**WORK INSTRUCTIONS:**
1) In the kidney donation passage, what percentage goal does the quoted Slate Star Codex essay set?
2) Rewrite the paragraph of the kidney donation passage that begins "First, I recommend reading" more briefly, keeping its main facts.
3) Substitute "complaints" for "regrets" in the kidney donation passage, and give its text between "Since not everyone" and "even more beneficial.", inclusive.

**SELECTED PASSAGE:**
+===+

Since not everyone is an effective altruist (yet), living kidney donation still seems like a good idea for most people. Jay has no regrets despite a difficult recovery process, Dylan Matthews seems to have had a positive experience, and other donors from within the EA community have ideas for making the procedure even more beneficial.

There’s even the possibility that your non-directed donation could start a kidney chain, with cascading benefits that may reverse the above conclusions.

If it’s not for you, however, that’s fine too. But do consider joining GWWC regardless. As Slate Star Codex notes in Nobody Is Perfect, Everything Is Commensurable:

Nobody is perfect. This gives us license not to be perfect either. Instead of aiming for an impossible goal, falling short, and not doing anything at all, we set an arbitrary but achievable goal designed to encourage the most people to do as much as possible. That goal is ten percent.

Everything is commensurable. This gives us license to determine exactly how we fulfill that ten percent goal. Some people are triggered and terrified by politics. Other people are too sick to volunteer. Still others are poor and cannot give very much money. But money is a constant reminder that everything goes into the same pot, and that you can fulfill obligations in multiple equivalent ways. Some people will not be able to give ten percent of their income without excessive misery, but I bet thinking about their contribution in terms of a fungible good will help them decide how much volunteering or activism they need to reach the equivalent.

Update

Living kidney donation has been a hot topic on my newsfeed recently, following Jeremiah Johnson’s donation and some corresponding Neoliberal Twitter buzz:

tweet.png

After doing a little follow-up research, I wanted to expand on a few points that deserved more consideration in my original post.

First, I recommend reading Tom Ash’s entry in the Effective Altruism Forum, “Kidney donation is a reasonable choice for effective altruists and more should consider it”. As you might expect from the title, Tom arrives at essentially the opposite conclusion, but with a more thorough (albeit potentially outdated?) analysis. The crux of our disagreement stems from the way we adjust for the reduced life expectancy of living donors. Tom provides a few calculations to show that the financial effects of mortality and ESRD are negligible, and argues that since any ensuing health risks are likely decades away, uncertainty (over “retirement, technological improvement, ability to receive a transplant, and defection from the EA cause”) swamps other considerations.

+===+

**INFORMATION PROVIDED:**
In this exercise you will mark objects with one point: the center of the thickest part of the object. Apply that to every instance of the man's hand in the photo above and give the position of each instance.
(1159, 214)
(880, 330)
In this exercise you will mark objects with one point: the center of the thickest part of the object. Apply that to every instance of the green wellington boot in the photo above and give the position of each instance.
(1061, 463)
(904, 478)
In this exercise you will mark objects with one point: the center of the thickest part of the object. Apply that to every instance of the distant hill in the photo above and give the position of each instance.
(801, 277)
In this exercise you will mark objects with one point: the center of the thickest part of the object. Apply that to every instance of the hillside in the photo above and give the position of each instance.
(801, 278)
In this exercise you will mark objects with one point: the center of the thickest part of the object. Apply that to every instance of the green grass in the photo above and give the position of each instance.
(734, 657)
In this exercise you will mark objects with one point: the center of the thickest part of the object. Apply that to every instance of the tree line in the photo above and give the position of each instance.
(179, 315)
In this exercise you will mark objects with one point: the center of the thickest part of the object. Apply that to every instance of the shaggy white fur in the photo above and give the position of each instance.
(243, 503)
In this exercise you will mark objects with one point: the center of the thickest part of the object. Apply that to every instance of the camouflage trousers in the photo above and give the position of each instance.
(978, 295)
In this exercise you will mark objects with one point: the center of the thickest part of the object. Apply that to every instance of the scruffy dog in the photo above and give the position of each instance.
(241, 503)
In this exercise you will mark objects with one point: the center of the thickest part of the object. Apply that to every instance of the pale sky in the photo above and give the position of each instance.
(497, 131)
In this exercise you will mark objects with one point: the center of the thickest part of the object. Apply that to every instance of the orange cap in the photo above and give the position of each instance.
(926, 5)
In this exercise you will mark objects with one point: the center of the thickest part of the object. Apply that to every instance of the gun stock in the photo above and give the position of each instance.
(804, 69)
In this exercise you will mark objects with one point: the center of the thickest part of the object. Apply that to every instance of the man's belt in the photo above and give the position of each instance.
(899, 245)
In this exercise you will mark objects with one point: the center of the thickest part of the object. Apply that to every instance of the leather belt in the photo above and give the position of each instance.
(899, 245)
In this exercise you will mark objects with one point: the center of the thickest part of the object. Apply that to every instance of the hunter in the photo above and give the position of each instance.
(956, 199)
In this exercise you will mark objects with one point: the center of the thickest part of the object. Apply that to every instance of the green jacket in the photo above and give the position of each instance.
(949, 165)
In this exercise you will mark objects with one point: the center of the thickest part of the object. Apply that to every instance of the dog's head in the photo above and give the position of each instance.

+===+

**ANSWER SET:**
1) Ten percent.

2) The author recommends Tom Ash's Effective Altruism Forum entry, "Kidney donation is a reasonable choice for effective altruists and more should consider it." It reaches essentially the opposite conclusion through a more thorough, though possibly outdated, analysis. The two disagree mainly over how to adjust for living donors' reduced life expectancy. Tom calculates that the financial effects of mortality and ESRD are negligible. He also argues that because any resulting health risks are probably decades away, uncertainty about retirement, technology, transplant access and defection from EA outweighs other considerations.

3)
Since not everyone is an effective altruist (yet), living kidney donation still seems like a good idea for most people. Jay has no complaints despite a difficult recovery process, Dylan Matthews seems to have had a positive experience, and other donors from within the EA community have ideas for making the procedure even more beneficial.